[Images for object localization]
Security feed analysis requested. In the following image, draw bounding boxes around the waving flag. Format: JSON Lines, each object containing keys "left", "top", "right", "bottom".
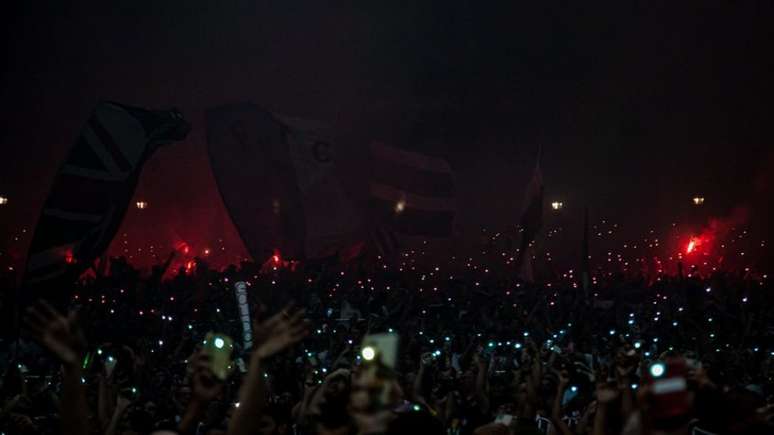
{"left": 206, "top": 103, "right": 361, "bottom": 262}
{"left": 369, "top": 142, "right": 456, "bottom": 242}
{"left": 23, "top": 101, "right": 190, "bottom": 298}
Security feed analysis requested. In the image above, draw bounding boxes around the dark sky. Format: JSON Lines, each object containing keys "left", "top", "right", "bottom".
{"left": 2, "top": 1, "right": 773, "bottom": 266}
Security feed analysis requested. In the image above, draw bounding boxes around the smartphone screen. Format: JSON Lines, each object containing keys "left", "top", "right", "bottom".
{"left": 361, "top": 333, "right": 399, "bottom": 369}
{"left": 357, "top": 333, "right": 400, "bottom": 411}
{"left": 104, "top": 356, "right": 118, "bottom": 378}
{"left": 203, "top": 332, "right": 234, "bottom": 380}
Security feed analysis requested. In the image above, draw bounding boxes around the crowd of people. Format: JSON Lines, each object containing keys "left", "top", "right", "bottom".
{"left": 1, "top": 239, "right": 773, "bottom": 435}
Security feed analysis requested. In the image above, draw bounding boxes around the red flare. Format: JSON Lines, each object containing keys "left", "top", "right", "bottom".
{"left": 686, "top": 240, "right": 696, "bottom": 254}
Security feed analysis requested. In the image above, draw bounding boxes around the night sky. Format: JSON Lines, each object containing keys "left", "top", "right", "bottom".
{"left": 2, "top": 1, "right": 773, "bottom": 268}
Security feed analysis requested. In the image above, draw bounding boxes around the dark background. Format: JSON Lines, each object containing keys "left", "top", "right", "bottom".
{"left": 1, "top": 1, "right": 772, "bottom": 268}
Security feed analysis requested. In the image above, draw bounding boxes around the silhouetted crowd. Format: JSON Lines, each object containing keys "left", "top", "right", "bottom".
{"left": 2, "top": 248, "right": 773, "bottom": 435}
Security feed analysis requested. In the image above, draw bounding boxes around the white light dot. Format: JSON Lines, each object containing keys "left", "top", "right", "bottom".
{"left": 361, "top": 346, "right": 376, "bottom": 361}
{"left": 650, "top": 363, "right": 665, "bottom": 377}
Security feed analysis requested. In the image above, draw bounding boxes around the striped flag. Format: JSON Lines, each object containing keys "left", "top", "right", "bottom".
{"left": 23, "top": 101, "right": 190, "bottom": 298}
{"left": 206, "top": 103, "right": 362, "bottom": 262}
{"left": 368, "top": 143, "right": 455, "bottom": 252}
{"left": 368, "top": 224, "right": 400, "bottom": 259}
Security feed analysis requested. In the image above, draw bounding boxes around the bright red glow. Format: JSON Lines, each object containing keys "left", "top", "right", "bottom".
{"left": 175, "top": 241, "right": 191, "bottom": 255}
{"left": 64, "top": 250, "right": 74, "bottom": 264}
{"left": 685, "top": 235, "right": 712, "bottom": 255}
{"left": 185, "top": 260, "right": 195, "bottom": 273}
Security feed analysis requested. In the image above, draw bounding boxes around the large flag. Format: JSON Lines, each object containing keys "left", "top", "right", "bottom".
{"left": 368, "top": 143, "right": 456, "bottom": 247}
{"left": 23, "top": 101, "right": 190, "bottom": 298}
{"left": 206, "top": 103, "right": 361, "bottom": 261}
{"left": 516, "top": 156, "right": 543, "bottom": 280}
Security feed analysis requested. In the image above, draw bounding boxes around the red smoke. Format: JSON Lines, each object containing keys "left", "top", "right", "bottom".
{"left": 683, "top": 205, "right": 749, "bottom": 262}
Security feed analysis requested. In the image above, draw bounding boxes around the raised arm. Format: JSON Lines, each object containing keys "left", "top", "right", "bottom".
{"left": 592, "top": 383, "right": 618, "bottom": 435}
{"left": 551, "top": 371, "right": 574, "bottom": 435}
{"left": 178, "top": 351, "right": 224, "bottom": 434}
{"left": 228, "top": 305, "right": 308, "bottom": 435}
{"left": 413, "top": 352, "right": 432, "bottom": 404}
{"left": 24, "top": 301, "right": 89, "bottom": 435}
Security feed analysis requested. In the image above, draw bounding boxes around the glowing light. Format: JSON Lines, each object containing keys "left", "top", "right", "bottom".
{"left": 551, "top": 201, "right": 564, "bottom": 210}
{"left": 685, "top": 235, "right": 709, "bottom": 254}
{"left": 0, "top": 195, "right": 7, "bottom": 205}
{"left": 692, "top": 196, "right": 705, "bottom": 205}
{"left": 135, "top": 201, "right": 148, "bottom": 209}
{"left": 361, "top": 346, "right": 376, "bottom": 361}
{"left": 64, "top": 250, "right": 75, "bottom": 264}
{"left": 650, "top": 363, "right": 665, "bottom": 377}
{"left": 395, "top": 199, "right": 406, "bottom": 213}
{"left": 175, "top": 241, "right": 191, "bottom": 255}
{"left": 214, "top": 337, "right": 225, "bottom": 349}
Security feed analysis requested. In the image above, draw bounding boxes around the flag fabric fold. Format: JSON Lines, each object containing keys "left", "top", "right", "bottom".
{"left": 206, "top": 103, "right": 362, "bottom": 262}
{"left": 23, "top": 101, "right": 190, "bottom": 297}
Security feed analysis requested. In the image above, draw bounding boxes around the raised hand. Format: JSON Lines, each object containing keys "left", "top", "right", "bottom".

# [Exercise directions]
Excluding the pictures, transcribe all of the entries exactly.

# [Written solution]
Security feed analysis requested. In the following image, draw bounding boxes around the waving flag. Format: JSON Lines, each object containing keys "left", "top", "right", "bottom".
{"left": 206, "top": 103, "right": 361, "bottom": 262}
{"left": 369, "top": 142, "right": 456, "bottom": 242}
{"left": 23, "top": 101, "right": 190, "bottom": 298}
Security feed analysis requested. In the image above, draw bounding boxes around the dark sky. Format: JSON Lines, each object containing keys "left", "top", "right", "bottom".
{"left": 2, "top": 1, "right": 773, "bottom": 266}
Security feed analysis requested. In the image above, draw bounding boxes around the smartphone screen. Format: JSON Lines, each object containing keys "left", "top", "right", "bottom".
{"left": 361, "top": 333, "right": 399, "bottom": 369}
{"left": 357, "top": 333, "right": 400, "bottom": 411}
{"left": 104, "top": 356, "right": 118, "bottom": 378}
{"left": 203, "top": 332, "right": 234, "bottom": 380}
Security feed analysis requested. In the image above, draw bounding boxes around the crowd of people. Format: JSON Lines, each object containing keys "left", "top", "right", "bottom".
{"left": 1, "top": 239, "right": 773, "bottom": 435}
Security feed analysis requested. In the image above, draw bounding boxes around the red flare. Format: JSON Lines, each object containing keys "left", "top", "right", "bottom".
{"left": 686, "top": 240, "right": 696, "bottom": 254}
Security feed analysis requested. In the image above, draw bounding boxes around the night sky. Format: JSON Lines, each object containing keys "left", "top", "right", "bottom".
{"left": 2, "top": 1, "right": 773, "bottom": 268}
Security feed analysis requested. In the image above, draw bounding boxes around the dark background. Format: JSON Lines, each object containing keys "left", "top", "right", "bottom".
{"left": 1, "top": 1, "right": 772, "bottom": 268}
Security feed analysis requested. In the image above, draw bounding boxes around the silhouetted crowd. Format: JSON Lines, each object containing keys "left", "top", "right", "bottom".
{"left": 2, "top": 248, "right": 773, "bottom": 435}
Security feed analysis requested. In the image above, draw bounding boxes around the white light dot. Format: JSON Lines, each object containing keys "left", "top", "right", "bottom".
{"left": 361, "top": 346, "right": 376, "bottom": 361}
{"left": 650, "top": 363, "right": 665, "bottom": 377}
Security feed analysis requested. In the image above, draw bounding boxes around the striped flag. Format: JSON Lines, each object containing keys "left", "top", "right", "bottom".
{"left": 23, "top": 101, "right": 190, "bottom": 298}
{"left": 206, "top": 103, "right": 362, "bottom": 262}
{"left": 368, "top": 143, "right": 455, "bottom": 252}
{"left": 368, "top": 224, "right": 400, "bottom": 259}
Security feed analysis requested. In the image above, draw bounding boxes around the bright red glow. Format: JSON Lines, each object containing keys "left", "top", "right", "bottom".
{"left": 175, "top": 241, "right": 191, "bottom": 255}
{"left": 64, "top": 250, "right": 74, "bottom": 264}
{"left": 685, "top": 235, "right": 712, "bottom": 255}
{"left": 185, "top": 260, "right": 195, "bottom": 273}
Security feed analysis requested. In the image above, draw bounding boxes around the large flag. Format: JSON Lines, each object containing keys "left", "top", "right", "bottom".
{"left": 368, "top": 143, "right": 456, "bottom": 247}
{"left": 23, "top": 101, "right": 190, "bottom": 298}
{"left": 206, "top": 103, "right": 361, "bottom": 261}
{"left": 516, "top": 156, "right": 543, "bottom": 280}
Security feed analysis requested. In the image above, draw bounding boxes around the red smoke. Format: JSON Lines, each object containing keys "left", "top", "right", "bottom".
{"left": 683, "top": 205, "right": 749, "bottom": 262}
Security feed analysis requested. In the image above, draw bounding boxes around the raised arm. Format: JSON Lines, each object containing keys "left", "top", "right", "bottom".
{"left": 592, "top": 383, "right": 618, "bottom": 435}
{"left": 551, "top": 371, "right": 574, "bottom": 435}
{"left": 178, "top": 351, "right": 224, "bottom": 434}
{"left": 228, "top": 305, "right": 308, "bottom": 435}
{"left": 413, "top": 352, "right": 432, "bottom": 404}
{"left": 24, "top": 301, "right": 89, "bottom": 435}
Security feed analysis requested. In the image above, draw bounding boxes around the glowing light. Format: JSON Lines, each object containing keys "left", "top", "right", "bottom".
{"left": 551, "top": 201, "right": 564, "bottom": 210}
{"left": 685, "top": 235, "right": 709, "bottom": 254}
{"left": 0, "top": 195, "right": 7, "bottom": 205}
{"left": 692, "top": 196, "right": 705, "bottom": 205}
{"left": 135, "top": 201, "right": 148, "bottom": 209}
{"left": 361, "top": 346, "right": 376, "bottom": 361}
{"left": 64, "top": 250, "right": 75, "bottom": 264}
{"left": 650, "top": 363, "right": 665, "bottom": 377}
{"left": 395, "top": 199, "right": 406, "bottom": 213}
{"left": 175, "top": 241, "right": 191, "bottom": 255}
{"left": 214, "top": 337, "right": 225, "bottom": 349}
Security feed analysis requested. In the image above, draw bounding boxes around the flag fabric fold. Format: JSON Lines, each object containing keys "left", "top", "right", "bottom".
{"left": 206, "top": 103, "right": 362, "bottom": 262}
{"left": 23, "top": 101, "right": 190, "bottom": 297}
Security feed analysis requested. In the image above, draw bounding boxes around the raised hand. Format: JSON Lines, each object containing keys "left", "top", "right", "bottom".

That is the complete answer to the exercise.